*** Opening Records shown ***

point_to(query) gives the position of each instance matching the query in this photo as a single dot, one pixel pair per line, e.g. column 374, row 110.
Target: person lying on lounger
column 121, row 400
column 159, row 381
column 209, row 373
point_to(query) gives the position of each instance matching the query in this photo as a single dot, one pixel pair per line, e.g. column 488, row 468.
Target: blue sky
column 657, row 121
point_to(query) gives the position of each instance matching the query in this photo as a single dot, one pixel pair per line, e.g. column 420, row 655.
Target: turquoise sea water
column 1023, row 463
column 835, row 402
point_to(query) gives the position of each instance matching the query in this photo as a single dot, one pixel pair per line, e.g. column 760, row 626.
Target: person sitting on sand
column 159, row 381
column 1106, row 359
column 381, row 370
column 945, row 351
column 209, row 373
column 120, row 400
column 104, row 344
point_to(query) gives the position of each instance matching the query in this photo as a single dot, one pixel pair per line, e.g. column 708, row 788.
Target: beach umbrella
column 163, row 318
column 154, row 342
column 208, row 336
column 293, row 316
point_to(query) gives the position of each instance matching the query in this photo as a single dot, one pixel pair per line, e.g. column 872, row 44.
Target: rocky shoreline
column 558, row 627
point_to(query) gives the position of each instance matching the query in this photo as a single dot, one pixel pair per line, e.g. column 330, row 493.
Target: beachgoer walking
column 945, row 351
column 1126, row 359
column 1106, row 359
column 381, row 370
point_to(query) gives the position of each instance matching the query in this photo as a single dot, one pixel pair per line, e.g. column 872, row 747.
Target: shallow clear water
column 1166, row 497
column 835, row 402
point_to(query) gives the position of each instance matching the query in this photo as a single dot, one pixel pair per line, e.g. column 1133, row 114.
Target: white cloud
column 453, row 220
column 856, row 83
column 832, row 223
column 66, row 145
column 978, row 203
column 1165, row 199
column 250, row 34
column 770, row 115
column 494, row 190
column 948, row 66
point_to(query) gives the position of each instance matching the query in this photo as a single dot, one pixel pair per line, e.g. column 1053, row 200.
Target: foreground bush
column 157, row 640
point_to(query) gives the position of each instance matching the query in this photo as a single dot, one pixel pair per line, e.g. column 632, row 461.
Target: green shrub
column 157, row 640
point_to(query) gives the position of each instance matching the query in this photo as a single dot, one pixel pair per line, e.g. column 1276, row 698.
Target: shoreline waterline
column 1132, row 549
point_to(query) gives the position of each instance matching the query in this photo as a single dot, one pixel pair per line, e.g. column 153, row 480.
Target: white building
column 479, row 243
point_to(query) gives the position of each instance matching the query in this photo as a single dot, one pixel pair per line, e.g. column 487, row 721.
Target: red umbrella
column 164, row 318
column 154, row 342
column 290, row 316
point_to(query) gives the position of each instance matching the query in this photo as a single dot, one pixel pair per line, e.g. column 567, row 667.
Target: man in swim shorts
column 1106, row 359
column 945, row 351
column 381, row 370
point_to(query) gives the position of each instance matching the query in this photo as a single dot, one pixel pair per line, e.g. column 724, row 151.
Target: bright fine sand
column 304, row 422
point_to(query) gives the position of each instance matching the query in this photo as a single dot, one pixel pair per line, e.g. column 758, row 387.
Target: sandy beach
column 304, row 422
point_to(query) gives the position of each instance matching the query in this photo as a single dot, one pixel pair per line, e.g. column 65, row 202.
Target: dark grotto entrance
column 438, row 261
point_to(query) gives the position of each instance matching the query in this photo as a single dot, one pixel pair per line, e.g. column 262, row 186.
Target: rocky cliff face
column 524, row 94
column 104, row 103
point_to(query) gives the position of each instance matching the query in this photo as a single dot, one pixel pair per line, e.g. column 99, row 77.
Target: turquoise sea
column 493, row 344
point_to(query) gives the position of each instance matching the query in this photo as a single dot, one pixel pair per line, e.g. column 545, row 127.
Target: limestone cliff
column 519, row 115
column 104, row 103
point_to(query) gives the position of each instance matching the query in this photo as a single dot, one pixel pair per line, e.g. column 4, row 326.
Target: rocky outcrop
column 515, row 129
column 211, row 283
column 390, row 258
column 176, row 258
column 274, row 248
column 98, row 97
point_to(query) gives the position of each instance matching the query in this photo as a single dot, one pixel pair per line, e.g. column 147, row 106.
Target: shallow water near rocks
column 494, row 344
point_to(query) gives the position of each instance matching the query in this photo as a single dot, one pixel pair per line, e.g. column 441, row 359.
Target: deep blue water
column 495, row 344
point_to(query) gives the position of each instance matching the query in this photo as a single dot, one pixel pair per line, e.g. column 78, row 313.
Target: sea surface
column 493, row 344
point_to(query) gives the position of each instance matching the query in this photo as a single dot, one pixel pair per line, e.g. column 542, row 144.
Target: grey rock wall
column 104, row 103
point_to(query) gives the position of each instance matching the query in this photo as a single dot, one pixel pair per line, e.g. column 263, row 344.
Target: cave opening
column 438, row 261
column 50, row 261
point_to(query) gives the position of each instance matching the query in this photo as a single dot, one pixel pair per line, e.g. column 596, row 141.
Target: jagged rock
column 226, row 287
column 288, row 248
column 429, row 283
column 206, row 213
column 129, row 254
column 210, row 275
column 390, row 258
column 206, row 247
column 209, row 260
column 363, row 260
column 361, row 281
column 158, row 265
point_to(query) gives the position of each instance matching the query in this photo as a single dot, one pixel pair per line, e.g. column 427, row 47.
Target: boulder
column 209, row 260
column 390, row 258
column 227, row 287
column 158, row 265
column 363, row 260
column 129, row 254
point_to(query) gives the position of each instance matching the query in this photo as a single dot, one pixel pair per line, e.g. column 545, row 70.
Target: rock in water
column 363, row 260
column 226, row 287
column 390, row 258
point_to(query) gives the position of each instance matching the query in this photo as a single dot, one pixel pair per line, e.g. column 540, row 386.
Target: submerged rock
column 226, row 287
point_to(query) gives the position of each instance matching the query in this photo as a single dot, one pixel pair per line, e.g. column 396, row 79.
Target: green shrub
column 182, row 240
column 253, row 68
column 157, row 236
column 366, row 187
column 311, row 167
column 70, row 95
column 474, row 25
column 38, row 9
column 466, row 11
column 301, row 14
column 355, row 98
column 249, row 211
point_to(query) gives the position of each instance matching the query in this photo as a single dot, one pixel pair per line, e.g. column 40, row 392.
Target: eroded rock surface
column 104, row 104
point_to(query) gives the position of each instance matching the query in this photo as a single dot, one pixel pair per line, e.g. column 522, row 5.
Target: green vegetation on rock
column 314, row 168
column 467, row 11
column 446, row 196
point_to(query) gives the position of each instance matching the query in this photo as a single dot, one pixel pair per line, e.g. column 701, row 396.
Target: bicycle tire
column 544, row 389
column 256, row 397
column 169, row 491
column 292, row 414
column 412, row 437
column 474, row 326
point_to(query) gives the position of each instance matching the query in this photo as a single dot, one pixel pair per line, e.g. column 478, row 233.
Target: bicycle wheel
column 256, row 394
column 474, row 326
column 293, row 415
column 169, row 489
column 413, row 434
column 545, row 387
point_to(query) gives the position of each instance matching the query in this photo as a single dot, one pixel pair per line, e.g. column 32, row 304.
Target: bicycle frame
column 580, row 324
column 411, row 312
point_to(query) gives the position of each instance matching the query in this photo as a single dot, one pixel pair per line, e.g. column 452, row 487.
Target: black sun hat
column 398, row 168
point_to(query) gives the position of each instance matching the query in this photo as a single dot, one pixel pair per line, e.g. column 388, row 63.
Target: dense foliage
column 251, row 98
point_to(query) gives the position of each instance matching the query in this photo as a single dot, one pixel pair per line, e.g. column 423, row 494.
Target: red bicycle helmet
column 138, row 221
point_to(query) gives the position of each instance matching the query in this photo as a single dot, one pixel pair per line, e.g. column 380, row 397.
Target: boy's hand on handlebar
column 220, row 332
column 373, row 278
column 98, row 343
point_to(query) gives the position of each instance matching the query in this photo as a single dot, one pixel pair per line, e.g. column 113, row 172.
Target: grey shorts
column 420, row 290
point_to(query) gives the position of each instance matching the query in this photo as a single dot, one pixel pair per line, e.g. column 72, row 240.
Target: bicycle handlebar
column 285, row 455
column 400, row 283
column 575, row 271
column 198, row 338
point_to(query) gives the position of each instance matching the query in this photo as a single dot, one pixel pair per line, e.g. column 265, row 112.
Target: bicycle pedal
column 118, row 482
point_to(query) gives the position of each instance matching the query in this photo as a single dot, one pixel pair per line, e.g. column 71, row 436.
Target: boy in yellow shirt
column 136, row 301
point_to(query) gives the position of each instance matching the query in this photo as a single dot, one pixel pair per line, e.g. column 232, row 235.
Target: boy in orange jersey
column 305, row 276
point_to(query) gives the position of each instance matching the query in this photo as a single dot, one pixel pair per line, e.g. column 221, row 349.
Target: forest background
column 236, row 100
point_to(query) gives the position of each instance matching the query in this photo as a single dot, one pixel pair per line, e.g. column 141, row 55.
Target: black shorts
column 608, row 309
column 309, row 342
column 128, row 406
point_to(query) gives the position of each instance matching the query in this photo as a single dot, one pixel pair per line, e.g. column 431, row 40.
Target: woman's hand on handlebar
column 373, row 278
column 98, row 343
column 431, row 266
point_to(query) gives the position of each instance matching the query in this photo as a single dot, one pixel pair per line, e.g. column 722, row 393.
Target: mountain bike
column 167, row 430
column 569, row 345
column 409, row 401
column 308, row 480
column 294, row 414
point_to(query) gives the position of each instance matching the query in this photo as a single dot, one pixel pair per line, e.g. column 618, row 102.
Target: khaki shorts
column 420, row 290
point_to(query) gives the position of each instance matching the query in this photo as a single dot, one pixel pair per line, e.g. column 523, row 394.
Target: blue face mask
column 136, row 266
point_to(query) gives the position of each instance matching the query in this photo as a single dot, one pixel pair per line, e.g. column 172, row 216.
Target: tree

*** Closing Records shown ***

* Work task:
Only the line that contains "Target: khaki shorts" and the lines after it, through the end of the data above, are to be repeated exactly.

* Solution for this task:
Target: khaki shorts
column 420, row 290
point_to(query) gives the position of each instance matching the query in this photo as a single dot, one pixel pair per line, e.g. column 523, row 394.
Target: blue face mask
column 136, row 266
point_to(query) gives the position of each instance matching the query in this photo as a single dot, one pixel pair per line, e.g. column 172, row 216.
Target: tree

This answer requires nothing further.